**TEXT SECTION:**
◆ ◆ ◆ ◆ ◆ ◆ ◆
From mboxrd@z Thu Jan  1 00:00:00 1970
Message-ID: <53AA7F39.90706@axelsw.it>
Date: Wed, 25 Jun 2014 09:50:17 +0200
From: Marco Tessore <marco.tessore@axelsw.it>
MIME-Version: 1.0
References: <53A3FAB0.4050100@axelsw.it> <53A4207F.9040801@xenomai.org>
 <53A9AA38.3090005@axelsw.it> <53A9B0FB.1070809@xenomai.org>
In-Reply-To: <53A9B0FB.1070809@xenomai.org>
Content-Type: text/plain; charset=ISO-8859-1; format=flowed
Content-Transfer-Encoding: 7bit
Subject: Re: [Xenomai] Kernel freezes in __ipipe_sync_stage
List-Id: Discussions about the Xenomai project <xenomai.xenomai.org>
List-Unsubscribe: <http://www.xenomai.org/mailman/options/xenomai>,
 <mailto:xenomai-request@xenomai.org?subject=unsubscribe>
List-Archive: <http://www.xenomai.org/pipermail/xenomai/>
List-Post: <mailto:xenomai@xenomai.org>
List-Help: <mailto:xenomai-request@xenomai.org?subject=help>
List-Subscribe: <http://www.xenomai.org/mailman/listinfo/xenomai>,
 <mailto:xenomai-request@xenomai.org?subject=subscribe>
To: Philippe Gerum <rpm@xenomai.org>, Gilles Chanteperdrix <gilles.chanteperdrix@xenomai.org>, xenomai@xenomai.org

Il 24/06/2014 19:10, Philippe Gerum ha scritto:
> On 06/24/2014 06:41 PM, Marco Tessore wrote:
>> Hi,
>>
>> Il 20/06/2014 13:52, Gilles Chanteperdrix ha scritto:
>>> On 06/20/2014 11:11 AM, Marco Tessore wrote:
>>>> The kernel is version 2.6.31 for ARM architecture - specifically a
>>> Do you have the same problem with a recent I-pipe patches, like one for
>>> 3.8 or 3.10 kernel?
>>>
>>
>> I managed to do some tests on 3.10 kernel but on onother board with
>> imx28 CPU, actually it happens that that kernel freezes too,
>> but I haven't debugged it with the jtag debugger.
>>
>> I have, instead, some information on the original problem, that is the
>> one that worried me more:
>>
>> In summary:
>> I have a board based on imx25, with kernel 2.6.31, Xenomai 2.5.6 and
>> ipipe patch 1.16-02.
>>
>> Rarely, but often enough to be a problem, the kernel freezes at boot.
◆ ◆ ◆ ◆ ◆ ◆ ◆
**YOUR INSTRUCTIONS:** List every message ID that appears in the References header of the mailing-list message. The rows that follow have nothing to do with this mailing-list message.
◆ ◆ ◆ ◆ ◆ ◆ ◆
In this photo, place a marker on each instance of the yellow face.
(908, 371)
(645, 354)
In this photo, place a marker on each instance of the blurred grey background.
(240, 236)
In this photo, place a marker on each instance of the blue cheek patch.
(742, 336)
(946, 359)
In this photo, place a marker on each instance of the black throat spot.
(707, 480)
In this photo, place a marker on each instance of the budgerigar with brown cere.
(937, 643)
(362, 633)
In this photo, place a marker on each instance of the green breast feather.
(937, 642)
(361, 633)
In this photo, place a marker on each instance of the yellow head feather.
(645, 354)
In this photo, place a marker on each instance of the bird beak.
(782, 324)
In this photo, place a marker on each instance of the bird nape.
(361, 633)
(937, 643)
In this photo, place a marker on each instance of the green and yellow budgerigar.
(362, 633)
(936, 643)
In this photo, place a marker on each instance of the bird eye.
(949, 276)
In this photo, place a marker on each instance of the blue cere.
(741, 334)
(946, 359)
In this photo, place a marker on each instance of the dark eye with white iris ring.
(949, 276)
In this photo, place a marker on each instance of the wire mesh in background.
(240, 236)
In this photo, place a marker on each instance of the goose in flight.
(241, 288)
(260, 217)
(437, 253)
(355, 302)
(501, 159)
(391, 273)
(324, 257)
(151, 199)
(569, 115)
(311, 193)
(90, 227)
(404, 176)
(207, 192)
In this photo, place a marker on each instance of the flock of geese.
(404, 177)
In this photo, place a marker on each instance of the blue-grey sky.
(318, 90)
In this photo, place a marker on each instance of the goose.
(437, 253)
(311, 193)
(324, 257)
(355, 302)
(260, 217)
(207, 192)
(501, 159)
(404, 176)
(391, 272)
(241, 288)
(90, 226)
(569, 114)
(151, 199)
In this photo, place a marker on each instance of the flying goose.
◆ ◆ ◆ ◆ ◆ ◆ ◆
**PROBLEM SOLUTION:**
53A3FAB0.4050100@axelsw.it
53A4207F.9040801@xenomai.org
53A9AA38.3090005@axelsw.it
53A9B0FB.1070809@xenomai.org